### Source
Construct Binary Tree from Inorder and Postorder Traversal

Analysis:
Mirror problem of Construct Binary Tree from Inorder and Preorder Traversal. Reverse of postorder is root -> right ->left. So start from the end of the postorder array. Have to be extremely careful when dealing with left and right of inorder array.
Solution:

 /**  
  * Definition for a binary tree node.  
  * public class TreeNode {  
  *   int val;  
  *   TreeNode left;  
  *   TreeNode right;  
  *   TreeNode(int x) { val = x; }  
  * }  
  */  
 class Solution {  
   public TreeNode buildTree(int[] inorder, int[] postorder) {  
     Map<Integer, Integer> inMap = new HashMap<>();  
           for (int i = 0; i < inorder.length; i++) {  
                inMap.put(inorder[i], i);  
           }  
           return helper(postorder.length - 1, 0, inorder.length - 1, postorder, inMap);  
   }  
      private TreeNode helper(int postStart, int inStart, int inEnd, int[] postorder, Map<Integer, Integer> inMap) {  
           if (inStart > inEnd) return null;  
           TreeNode root = new TreeNode(postorder[postStart]);  
     int inIndex = inMap.get(root.val);  
           root.right = helper(postStart - 1, inIndex + 1, inEnd, postorder, inMap);  
           root.left = helper(postStart - (inEnd - inIndex + 1), inStart, inIndex - 1, postorder, inMap);  
           return root;  
      }  
 }
######
### Supplied information
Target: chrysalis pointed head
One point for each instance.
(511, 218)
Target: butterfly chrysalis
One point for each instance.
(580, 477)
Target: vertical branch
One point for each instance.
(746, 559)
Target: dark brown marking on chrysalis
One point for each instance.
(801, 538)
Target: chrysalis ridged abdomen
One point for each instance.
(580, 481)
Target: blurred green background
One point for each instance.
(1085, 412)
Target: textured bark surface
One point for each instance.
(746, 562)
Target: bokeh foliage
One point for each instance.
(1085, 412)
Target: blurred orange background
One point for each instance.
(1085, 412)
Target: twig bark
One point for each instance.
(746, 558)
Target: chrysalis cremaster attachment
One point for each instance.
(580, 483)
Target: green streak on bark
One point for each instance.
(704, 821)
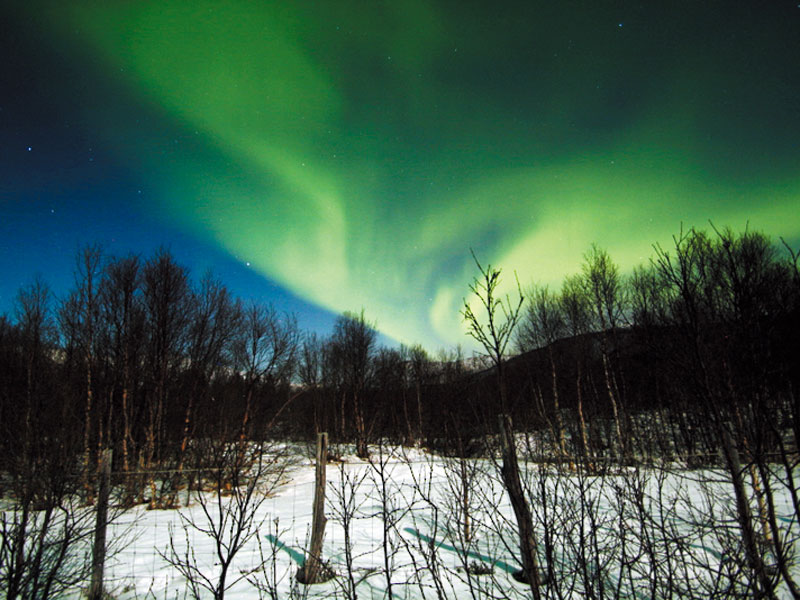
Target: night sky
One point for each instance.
(329, 156)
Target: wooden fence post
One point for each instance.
(99, 548)
(522, 512)
(313, 570)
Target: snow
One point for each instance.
(418, 496)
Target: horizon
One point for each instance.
(332, 157)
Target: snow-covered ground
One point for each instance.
(407, 530)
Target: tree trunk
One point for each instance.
(522, 512)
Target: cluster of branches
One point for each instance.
(713, 322)
(620, 368)
(139, 359)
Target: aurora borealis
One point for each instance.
(352, 153)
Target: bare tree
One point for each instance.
(353, 344)
(230, 514)
(166, 296)
(493, 330)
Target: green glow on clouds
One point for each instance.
(355, 152)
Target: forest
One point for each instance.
(692, 358)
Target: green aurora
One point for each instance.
(354, 152)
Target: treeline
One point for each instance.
(700, 343)
(140, 358)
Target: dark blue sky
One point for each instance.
(332, 156)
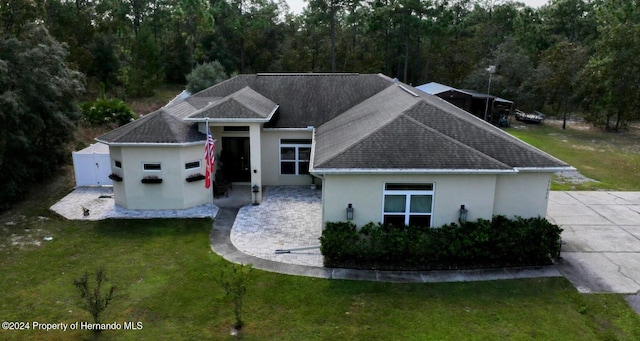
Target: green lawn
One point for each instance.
(613, 159)
(165, 273)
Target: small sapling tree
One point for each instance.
(94, 301)
(234, 281)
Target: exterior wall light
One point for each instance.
(255, 189)
(463, 214)
(349, 212)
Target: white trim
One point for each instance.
(407, 205)
(229, 120)
(544, 170)
(288, 129)
(408, 171)
(151, 144)
(296, 161)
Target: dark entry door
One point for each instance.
(235, 159)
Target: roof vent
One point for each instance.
(408, 91)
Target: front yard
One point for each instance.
(165, 274)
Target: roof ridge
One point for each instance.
(451, 139)
(388, 119)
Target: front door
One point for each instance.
(235, 159)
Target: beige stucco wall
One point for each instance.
(174, 192)
(524, 194)
(476, 192)
(271, 158)
(119, 188)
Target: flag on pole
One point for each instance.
(209, 158)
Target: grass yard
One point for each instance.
(165, 275)
(613, 159)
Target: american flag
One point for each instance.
(209, 158)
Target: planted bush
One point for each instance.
(479, 244)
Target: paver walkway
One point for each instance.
(100, 203)
(288, 217)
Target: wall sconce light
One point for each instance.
(463, 214)
(256, 190)
(349, 212)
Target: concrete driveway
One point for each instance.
(601, 239)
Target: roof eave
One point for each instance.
(150, 144)
(545, 169)
(370, 171)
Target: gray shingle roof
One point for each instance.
(242, 104)
(362, 122)
(307, 99)
(158, 127)
(397, 130)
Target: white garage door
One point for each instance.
(92, 166)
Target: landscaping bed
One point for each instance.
(501, 242)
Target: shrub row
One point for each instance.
(480, 244)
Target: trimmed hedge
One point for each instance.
(480, 244)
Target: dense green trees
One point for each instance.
(132, 45)
(38, 108)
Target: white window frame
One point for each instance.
(297, 160)
(407, 205)
(194, 161)
(151, 163)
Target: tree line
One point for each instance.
(568, 56)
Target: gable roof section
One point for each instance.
(244, 104)
(305, 99)
(397, 129)
(159, 127)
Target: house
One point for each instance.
(382, 150)
(474, 102)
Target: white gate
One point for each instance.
(92, 166)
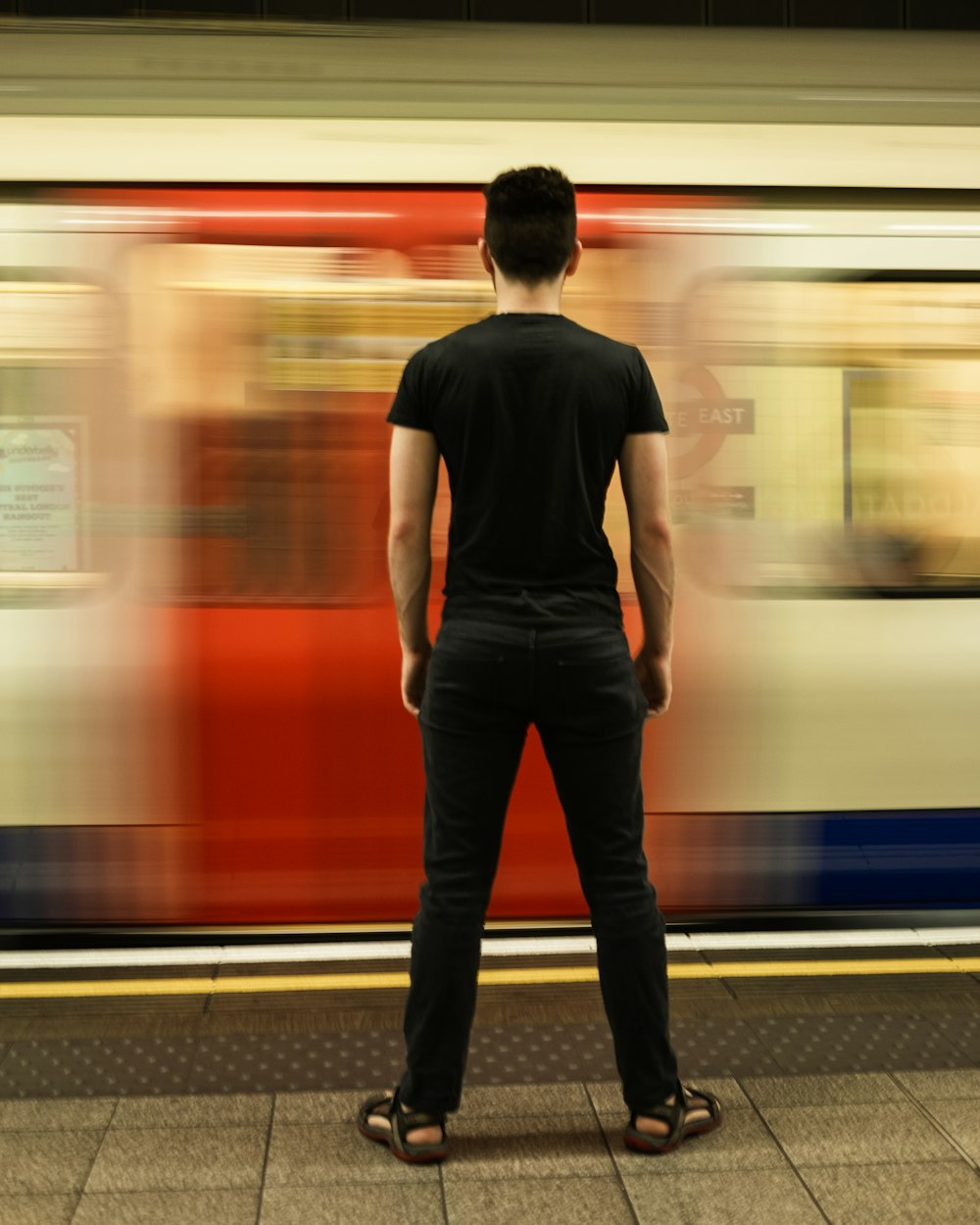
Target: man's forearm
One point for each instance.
(411, 568)
(652, 562)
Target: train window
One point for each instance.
(266, 373)
(829, 435)
(63, 439)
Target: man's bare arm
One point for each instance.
(643, 475)
(413, 479)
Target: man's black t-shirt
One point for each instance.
(529, 413)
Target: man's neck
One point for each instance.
(514, 298)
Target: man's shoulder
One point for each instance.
(601, 343)
(462, 338)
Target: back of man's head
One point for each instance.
(530, 223)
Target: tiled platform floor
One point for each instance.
(872, 1148)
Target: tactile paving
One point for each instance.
(856, 1044)
(121, 1066)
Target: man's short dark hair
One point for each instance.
(530, 223)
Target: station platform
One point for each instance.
(219, 1084)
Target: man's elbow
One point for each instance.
(407, 532)
(653, 532)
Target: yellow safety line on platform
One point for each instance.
(529, 975)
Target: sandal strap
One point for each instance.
(402, 1122)
(675, 1116)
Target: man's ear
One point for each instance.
(485, 258)
(574, 260)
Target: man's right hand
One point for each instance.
(653, 672)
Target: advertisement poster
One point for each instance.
(39, 519)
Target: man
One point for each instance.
(532, 413)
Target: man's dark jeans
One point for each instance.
(486, 684)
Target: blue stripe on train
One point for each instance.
(905, 858)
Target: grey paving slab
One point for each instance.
(608, 1094)
(328, 1154)
(568, 1200)
(179, 1159)
(522, 1101)
(854, 1044)
(321, 1107)
(43, 1162)
(740, 1143)
(386, 1204)
(960, 1118)
(225, 1110)
(557, 1147)
(851, 1088)
(37, 1209)
(958, 1083)
(857, 1135)
(734, 1197)
(57, 1113)
(944, 1194)
(96, 1067)
(212, 1206)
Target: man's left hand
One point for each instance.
(415, 670)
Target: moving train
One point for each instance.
(219, 250)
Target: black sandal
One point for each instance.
(402, 1122)
(675, 1117)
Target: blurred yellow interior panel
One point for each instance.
(842, 322)
(839, 424)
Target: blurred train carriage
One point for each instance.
(201, 720)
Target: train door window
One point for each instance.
(831, 437)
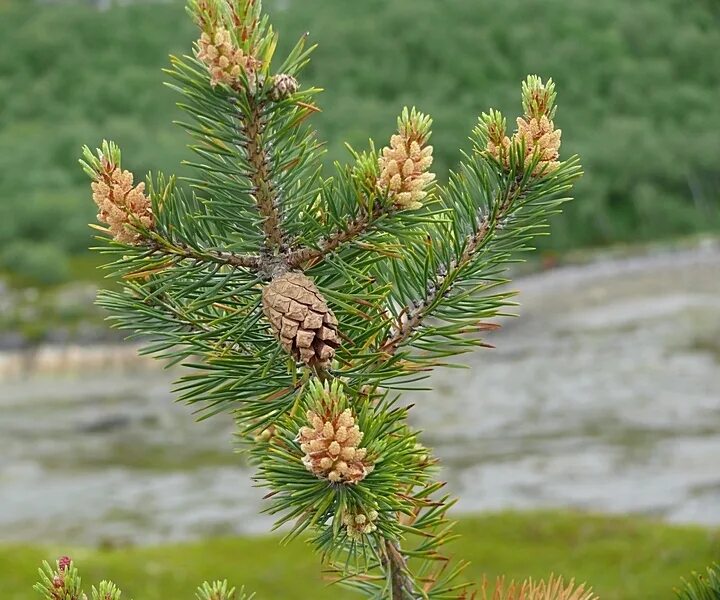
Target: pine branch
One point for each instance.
(395, 563)
(264, 190)
(309, 257)
(444, 277)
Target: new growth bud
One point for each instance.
(301, 319)
(124, 208)
(224, 60)
(331, 440)
(225, 45)
(283, 87)
(536, 140)
(405, 163)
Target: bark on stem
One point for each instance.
(355, 229)
(417, 315)
(263, 188)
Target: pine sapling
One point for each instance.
(304, 303)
######
• _Aim of the task_
In the analysis of building a binary tree from inorder and postorder traversals, what order does the reverse of postorder follow?

• _Response to this exercise_
Root, then right, then left.